***** DOCUMENT TEXT *****

Unfortunately, the new implementation is immediately plagued by problems that seem to especially apparent when two clients are trying to access data around the same time. One opens the CSV file, reads, modifies, and writes some data, but that change is immediately clobbered by another client trying to do the same.

Data loss from contention between two clients.
Data loss from contention between two clients.

This is a problem of concurrent access and it’s addressed by introducing concurrency control. There are plenty of naive solutions. We could ensure that any process takes out an exclusive lock on a file before reading or writing it, or we could push all operations through a single flow control point so that they only run one at a time. Not only are these workarounds slow, but they won’t scale up to allow us to make our database fully ACID-compliant. Modern databases have a better way, MVCC (multi-version concurrency control).

Under MVCC, statements execute inside of a transaction, and instead of overwriting data directly, they create new versions of it. The original data is still available to other clients that might need it, and any new data stays hidden until the transaction commits. Clients are no longer in direct contention, and data stays safely persisted because they’re not overwriting each other’s changes.

When a transaction starts, it takes a snapshot that captures the state of a database at that moment in time. Every transaction in the database is applied in serial order, with a global lock ensuring that only one is being confirmed committed or aborted at a time. A snapshot is a perfect representation of the database’s state between two transactions.

To avoid the neverending accumulation of rows that have been deleted and hidden, databases will eventually remove obsolete data by way of a vacuum process (or in some cases, opportunistic “microvacuums” that happen in band with other queries), but they’ll only do so for information that’s no longer needed by open snapshots.

Postgres manages concurrent access with MVCC. Lets take a look at how it works.

Here’s the data structure that Postgres uses to represent a transaction (from proc.c):

typedef struct PGXACT
{
    TransactionId xid;   /* id of top-level transaction currently being
                          * executed by this proc, if running and XID
                          * is assigned; else InvalidTransactionId */

    TransactionId xmin;  /* minimal running XID as it was when we were
                          * starting our xact, excluding LAZY VACUUM:
                          * vacuum must not remove tuples deleted by
                          * xid >= xmin ! */

    ...

*****

**TASK DETAILS:** Continue the MVCC text from its last line. The material placed after the MVCC text stands on its own, apart from that text.

***** AVAILABLE DATA *****

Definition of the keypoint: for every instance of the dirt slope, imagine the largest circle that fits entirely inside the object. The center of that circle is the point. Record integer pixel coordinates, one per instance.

*****

**THE REPLY:**
} PGXACT;

Transactions are identified with a xid (transaction, or “xact” ID). As an optimization, Postgres will only assign a transaction a xid if it starts to modify data because it’s only at that point where other processes need to start tracking its changes. Readonly transactions can execute happily without ever needing a xid.

xmin is always set immediately to the smallest xid of any transactions that are still running when this one starts. Vacuum processes calculate the minimum boundary of data that they need to keep by taking the minimum of the xmins of all active transactions

Rows of data in Postgres are often referred to as tuples. While Postgres uses common lookup structures like B-trees to make retrievals fast, indexes don’t store a tuple’s full set of data or any of its visibility information. Instead, they store a tid (tuple ID) that can be used to retrieve a row from physical storage, otherwise known as “the heap”. The tid gives Postgres a starting point where it can start scanning the heap until it finds a tuple that satisfies the current snapshot’s visibility.

Here’s the Postgres implementation for a heap tuple (as opposed to an index tuple which is the structure found in an index), along with a few other structs that represent its header information (from htup.h and htup_details.h):

typedef struct HeapTupleData
{
    uint32          t_len;         /* length of *t_data */
    ItemPointerData t_self;        /* SelfItemPointer */
    Oid             t_tableOid;    /* table the tuple came from */
    HeapTupleHeader t_data;        /* -> tuple header and data */
} HeapTupleData;

/* referenced by HeapTupleData */
struct HeapTupleHeaderData
{
    HeapTupleFields t_heap;

    ...
}

/* referenced by HeapTupleHeaderData */
typedef struct HeapTupleFields
{
    TransactionId t_xmin;        /* inserting xact ID */
    TransactionId t_xmax;        /* deleting or locking xact ID */

    ...
} HeapTupleFields;

Like a transaction, a tuple tracks its own xmin, except in the tuple’s case it’s recorded to represent the first transaction where the tuple becomes visible (i.e. the one that created it). It also tracks xmax to be the last transaction where the tuple is visible (i.e. the one that deleted it) 2.

A heap tuple's lifetime being tracked with xmin and xmax.
A heap tuple's lifetime being tracked with xmin and xmax.

xmin and xmax are internal concepts, but they can be revealed as hidden columns on any Postgres table. Just select them explicitly by name:

# SELECT *, xmin, xmax FROM names;

 id |   name   | xmin  | xmax
----+----------+-------+-------
  1 | Hyperion | 27926 | 27928
  2 | Endymion | 27927 |     0

Here’s the snapshot structure (from snapshot.h):

typedef struct SnapshotData
{
    /*
     * The remaining fields are used only for MVCC snapshots, and are normally
     * just zeroes in special snapshots.  (But xmin and xmax are used
     * specially by HeapTupleSatisfiesDirty.)
     *
     * An MVCC snapshot can never see the effects of XIDs >= xmax. It can see
     * the effects of all older XIDs except those listed in the snapshot. xmin
     * is stored as an optimization to avoid needing to search the XID arrays
     * for most tuples.
     */
    TransactionId xmin;            /* all XID < xmin are visible to me */
    TransactionId xmax;            /* all XID >= xmax are invisible to me */

    /*
     * For normal MVCC snapshot this contains the all xact IDs that are in
     * progress, unless the snapshot was taken during recovery in which case
     * it's empty. For historic MVCC snapshots, the meaning is inverted, i.e.
     * it contains *committed* transactions between xmin and xmax.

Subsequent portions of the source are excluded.